■ WHAT YOU NEED TO DO:
Pick out every line in the records that contains the string "dress" and copy each one. Matching is case-sensitive.
★ ★ ★ ★ ★ ★ ★
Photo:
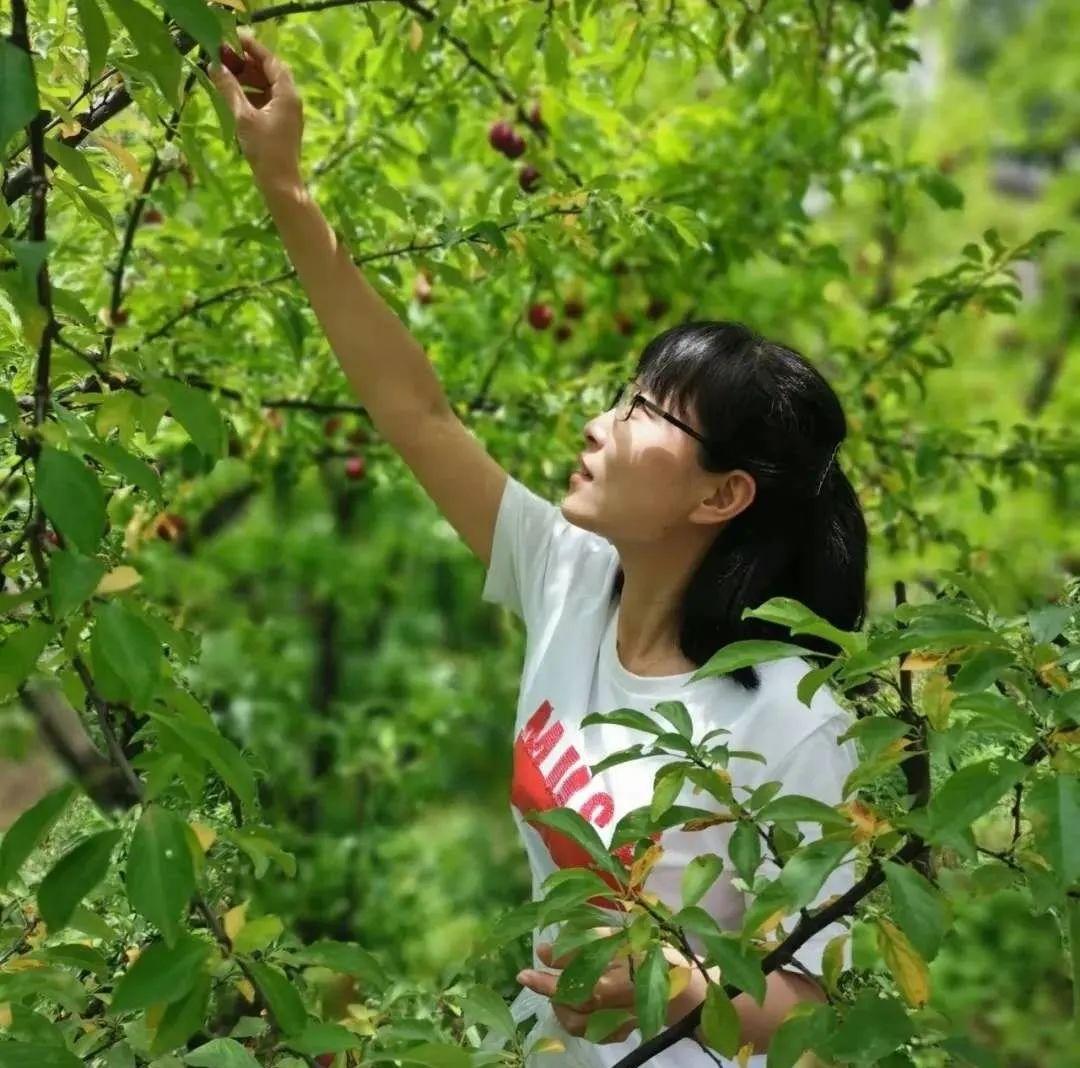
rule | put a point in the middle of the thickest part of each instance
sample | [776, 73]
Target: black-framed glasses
[626, 399]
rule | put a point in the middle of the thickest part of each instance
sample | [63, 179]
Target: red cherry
[231, 59]
[528, 177]
[515, 146]
[540, 316]
[500, 135]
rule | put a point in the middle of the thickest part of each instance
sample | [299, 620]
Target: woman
[707, 487]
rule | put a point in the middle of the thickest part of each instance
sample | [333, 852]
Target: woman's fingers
[274, 70]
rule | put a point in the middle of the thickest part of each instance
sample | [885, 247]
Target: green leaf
[871, 1029]
[19, 652]
[36, 1055]
[24, 835]
[576, 982]
[1056, 799]
[71, 497]
[194, 410]
[18, 91]
[220, 1053]
[160, 876]
[127, 649]
[945, 192]
[73, 876]
[788, 612]
[321, 1037]
[198, 19]
[281, 997]
[157, 53]
[161, 973]
[71, 580]
[744, 653]
[183, 1017]
[970, 793]
[806, 870]
[675, 713]
[650, 992]
[576, 827]
[744, 850]
[95, 32]
[918, 907]
[483, 1005]
[200, 744]
[699, 875]
[72, 161]
[719, 1022]
[796, 808]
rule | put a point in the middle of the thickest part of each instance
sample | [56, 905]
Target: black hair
[766, 409]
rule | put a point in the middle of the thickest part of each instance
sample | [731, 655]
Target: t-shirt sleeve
[817, 767]
[537, 556]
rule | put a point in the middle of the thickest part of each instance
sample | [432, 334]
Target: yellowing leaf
[908, 969]
[548, 1045]
[120, 154]
[639, 869]
[205, 835]
[234, 920]
[678, 979]
[119, 578]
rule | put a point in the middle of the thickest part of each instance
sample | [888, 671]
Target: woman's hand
[270, 121]
[615, 989]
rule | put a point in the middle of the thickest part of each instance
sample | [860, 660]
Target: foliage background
[343, 644]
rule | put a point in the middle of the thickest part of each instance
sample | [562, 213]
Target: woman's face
[646, 478]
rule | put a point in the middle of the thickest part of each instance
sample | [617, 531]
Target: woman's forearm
[783, 990]
[386, 365]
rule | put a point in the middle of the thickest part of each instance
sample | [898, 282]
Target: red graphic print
[568, 778]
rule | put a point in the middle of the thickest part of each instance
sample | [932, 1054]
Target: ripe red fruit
[657, 308]
[500, 135]
[528, 177]
[540, 316]
[231, 59]
[169, 526]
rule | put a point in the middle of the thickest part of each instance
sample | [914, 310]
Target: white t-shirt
[557, 578]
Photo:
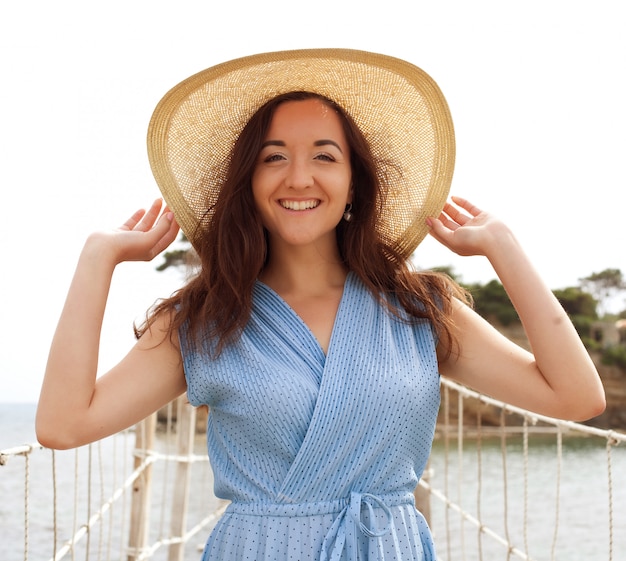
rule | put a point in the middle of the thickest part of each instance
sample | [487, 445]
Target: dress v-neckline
[303, 323]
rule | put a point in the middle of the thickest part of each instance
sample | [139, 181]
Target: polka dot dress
[319, 454]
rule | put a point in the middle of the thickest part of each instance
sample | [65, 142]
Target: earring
[347, 215]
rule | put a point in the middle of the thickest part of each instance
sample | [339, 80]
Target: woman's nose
[299, 176]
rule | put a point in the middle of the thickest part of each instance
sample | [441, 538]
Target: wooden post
[185, 431]
[422, 496]
[140, 505]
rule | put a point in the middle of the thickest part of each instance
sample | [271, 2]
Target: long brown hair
[216, 304]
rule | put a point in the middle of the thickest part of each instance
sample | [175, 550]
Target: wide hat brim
[398, 107]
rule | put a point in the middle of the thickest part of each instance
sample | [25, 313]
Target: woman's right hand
[141, 238]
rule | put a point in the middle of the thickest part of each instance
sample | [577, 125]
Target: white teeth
[299, 205]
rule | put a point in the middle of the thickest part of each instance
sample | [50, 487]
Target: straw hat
[397, 106]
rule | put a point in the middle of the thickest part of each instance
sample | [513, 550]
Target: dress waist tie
[343, 533]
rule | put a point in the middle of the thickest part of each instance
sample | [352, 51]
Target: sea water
[548, 505]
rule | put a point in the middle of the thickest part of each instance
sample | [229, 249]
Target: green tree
[604, 286]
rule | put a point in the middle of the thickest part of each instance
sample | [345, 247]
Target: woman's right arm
[76, 406]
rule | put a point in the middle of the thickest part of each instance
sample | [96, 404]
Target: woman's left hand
[465, 229]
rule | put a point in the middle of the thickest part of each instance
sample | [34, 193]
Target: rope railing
[523, 506]
[489, 458]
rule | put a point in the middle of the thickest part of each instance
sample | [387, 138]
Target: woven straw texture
[398, 107]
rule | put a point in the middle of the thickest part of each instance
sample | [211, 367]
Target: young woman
[316, 347]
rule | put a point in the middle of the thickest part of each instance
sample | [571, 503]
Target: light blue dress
[319, 454]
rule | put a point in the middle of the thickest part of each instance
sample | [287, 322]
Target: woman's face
[302, 178]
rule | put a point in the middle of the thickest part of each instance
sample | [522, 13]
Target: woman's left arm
[559, 378]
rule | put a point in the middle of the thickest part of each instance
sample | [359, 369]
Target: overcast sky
[536, 90]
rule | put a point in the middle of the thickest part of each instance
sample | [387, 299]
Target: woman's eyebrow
[322, 142]
[327, 141]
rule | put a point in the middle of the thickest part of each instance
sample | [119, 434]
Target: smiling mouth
[300, 205]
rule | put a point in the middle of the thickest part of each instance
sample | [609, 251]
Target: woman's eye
[273, 158]
[325, 157]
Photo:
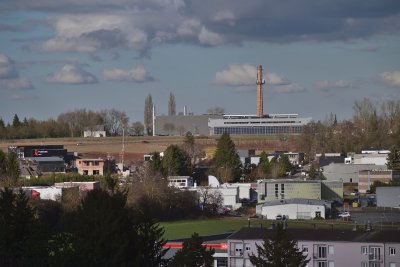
★ ★ ★ ★ ★ ★ ★
■ WRITTEN SOLUTION:
Target: dress v-neckline
Target: polka dot dress
Target: dress waist tie
Target: light blue dress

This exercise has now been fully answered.